*** Opening of Data in this exercise ***

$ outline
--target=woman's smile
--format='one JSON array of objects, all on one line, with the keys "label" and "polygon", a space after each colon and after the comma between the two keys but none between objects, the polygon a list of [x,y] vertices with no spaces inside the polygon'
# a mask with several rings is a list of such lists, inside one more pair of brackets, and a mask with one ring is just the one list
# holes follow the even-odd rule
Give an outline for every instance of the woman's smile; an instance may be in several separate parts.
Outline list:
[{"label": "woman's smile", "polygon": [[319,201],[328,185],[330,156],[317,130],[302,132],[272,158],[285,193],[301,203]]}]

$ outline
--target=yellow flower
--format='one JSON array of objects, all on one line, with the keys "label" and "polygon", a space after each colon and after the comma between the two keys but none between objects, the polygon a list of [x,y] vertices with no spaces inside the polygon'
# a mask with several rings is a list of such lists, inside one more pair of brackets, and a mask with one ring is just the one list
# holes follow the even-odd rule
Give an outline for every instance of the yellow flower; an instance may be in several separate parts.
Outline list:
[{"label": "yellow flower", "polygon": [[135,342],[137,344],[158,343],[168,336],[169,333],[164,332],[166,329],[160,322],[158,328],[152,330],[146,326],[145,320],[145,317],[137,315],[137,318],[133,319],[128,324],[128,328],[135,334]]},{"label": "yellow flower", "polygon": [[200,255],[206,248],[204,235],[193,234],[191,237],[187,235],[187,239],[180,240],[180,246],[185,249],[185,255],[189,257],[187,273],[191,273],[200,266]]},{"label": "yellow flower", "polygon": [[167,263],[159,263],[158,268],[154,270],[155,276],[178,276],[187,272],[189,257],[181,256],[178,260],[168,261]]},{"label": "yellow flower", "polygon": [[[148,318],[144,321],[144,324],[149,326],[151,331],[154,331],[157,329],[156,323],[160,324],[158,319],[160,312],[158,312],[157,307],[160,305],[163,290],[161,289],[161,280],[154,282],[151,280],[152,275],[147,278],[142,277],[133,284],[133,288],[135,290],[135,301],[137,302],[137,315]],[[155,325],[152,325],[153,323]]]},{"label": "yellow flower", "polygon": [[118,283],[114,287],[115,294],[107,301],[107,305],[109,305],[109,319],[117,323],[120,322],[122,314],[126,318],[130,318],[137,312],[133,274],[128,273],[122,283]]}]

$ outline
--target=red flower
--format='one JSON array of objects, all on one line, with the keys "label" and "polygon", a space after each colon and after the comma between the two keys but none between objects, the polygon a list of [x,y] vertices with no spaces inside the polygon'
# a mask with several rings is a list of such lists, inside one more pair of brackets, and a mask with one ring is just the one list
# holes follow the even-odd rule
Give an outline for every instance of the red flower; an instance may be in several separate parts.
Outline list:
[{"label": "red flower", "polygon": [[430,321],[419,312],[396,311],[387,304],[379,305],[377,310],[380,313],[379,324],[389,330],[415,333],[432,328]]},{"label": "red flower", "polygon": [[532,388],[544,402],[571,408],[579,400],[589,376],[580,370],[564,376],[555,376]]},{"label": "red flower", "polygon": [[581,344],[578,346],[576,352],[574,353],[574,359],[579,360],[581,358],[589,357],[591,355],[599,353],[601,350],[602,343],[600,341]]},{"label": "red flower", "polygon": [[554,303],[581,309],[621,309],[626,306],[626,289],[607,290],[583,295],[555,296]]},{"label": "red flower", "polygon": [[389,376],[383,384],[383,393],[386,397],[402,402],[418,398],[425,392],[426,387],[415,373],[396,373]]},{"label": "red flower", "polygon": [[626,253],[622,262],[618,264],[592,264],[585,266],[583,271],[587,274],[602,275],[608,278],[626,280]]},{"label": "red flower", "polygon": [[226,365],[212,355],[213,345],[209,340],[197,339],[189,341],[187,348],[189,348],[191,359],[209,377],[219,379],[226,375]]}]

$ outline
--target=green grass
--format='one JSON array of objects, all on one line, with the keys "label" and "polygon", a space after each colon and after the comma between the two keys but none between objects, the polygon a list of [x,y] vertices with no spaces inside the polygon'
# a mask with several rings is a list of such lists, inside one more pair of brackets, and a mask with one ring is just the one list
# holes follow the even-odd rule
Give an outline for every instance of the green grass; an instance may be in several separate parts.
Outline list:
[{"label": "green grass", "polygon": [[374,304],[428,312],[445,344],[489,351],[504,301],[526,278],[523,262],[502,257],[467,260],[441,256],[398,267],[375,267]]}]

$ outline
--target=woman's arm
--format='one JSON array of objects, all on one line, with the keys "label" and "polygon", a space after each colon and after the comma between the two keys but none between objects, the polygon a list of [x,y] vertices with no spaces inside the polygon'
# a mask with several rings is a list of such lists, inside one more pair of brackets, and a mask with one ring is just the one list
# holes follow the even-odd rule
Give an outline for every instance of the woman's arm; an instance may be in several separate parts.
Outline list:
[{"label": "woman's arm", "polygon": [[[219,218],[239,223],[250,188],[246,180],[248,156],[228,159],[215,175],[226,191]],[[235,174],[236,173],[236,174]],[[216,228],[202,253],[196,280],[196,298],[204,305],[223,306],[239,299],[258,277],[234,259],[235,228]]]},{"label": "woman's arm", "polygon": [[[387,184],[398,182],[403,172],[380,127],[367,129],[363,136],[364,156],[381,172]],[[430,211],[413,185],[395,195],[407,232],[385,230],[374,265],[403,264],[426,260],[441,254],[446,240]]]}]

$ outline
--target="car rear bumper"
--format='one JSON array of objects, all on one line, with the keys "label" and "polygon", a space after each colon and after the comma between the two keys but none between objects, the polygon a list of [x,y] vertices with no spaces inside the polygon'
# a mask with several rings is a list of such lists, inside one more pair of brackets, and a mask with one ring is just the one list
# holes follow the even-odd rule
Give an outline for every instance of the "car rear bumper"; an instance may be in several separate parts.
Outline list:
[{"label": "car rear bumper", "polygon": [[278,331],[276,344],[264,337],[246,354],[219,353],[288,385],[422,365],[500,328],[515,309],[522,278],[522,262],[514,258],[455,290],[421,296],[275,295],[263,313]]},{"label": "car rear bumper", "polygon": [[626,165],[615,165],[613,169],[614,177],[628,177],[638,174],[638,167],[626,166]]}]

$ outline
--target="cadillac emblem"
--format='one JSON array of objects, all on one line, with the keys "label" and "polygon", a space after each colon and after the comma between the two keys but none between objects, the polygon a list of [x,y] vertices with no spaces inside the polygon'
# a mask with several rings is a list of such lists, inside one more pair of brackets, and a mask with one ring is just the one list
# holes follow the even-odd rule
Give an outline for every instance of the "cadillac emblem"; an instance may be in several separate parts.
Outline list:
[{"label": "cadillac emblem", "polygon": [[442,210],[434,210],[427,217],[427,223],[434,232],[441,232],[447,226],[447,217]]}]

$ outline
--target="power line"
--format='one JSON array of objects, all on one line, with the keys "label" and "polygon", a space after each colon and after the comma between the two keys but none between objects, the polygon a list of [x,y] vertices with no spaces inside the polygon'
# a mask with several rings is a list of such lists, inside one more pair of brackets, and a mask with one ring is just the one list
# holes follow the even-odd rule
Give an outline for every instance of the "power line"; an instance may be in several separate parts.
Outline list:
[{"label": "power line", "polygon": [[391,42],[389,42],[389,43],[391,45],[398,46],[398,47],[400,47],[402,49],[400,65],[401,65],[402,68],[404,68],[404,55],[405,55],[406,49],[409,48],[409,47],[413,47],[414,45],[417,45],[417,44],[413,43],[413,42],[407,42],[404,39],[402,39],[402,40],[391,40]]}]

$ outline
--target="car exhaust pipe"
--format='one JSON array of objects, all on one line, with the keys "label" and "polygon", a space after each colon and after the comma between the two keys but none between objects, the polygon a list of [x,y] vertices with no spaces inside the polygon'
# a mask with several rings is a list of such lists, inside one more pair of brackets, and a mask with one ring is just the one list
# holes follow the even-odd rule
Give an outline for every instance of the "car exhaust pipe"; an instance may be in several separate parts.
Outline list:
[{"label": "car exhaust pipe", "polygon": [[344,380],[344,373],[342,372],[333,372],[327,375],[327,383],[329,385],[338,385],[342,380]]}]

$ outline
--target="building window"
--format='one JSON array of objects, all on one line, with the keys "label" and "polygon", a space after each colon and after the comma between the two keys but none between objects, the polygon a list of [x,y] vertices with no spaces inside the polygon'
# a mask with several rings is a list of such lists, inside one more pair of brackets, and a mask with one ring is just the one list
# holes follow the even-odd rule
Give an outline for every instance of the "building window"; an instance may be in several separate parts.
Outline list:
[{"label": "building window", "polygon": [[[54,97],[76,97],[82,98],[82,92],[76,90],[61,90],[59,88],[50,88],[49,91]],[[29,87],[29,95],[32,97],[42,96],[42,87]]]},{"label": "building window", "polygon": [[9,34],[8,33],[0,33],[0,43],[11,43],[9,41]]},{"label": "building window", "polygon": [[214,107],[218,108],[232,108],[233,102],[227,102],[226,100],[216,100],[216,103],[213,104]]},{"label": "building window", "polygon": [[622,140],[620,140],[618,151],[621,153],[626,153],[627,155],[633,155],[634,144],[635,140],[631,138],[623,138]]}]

*** Close of Data in this exercise ***

- Work to complete: Using the records above, select and copy every line that has the word "target".

- Exercise answer:
--target=woman's smile
--target=yellow flower
--target=red flower
--target=green grass
--target=woman's arm
--target="car rear bumper"
--target="cadillac emblem"
--target="power line"
--target="car exhaust pipe"
--target="building window"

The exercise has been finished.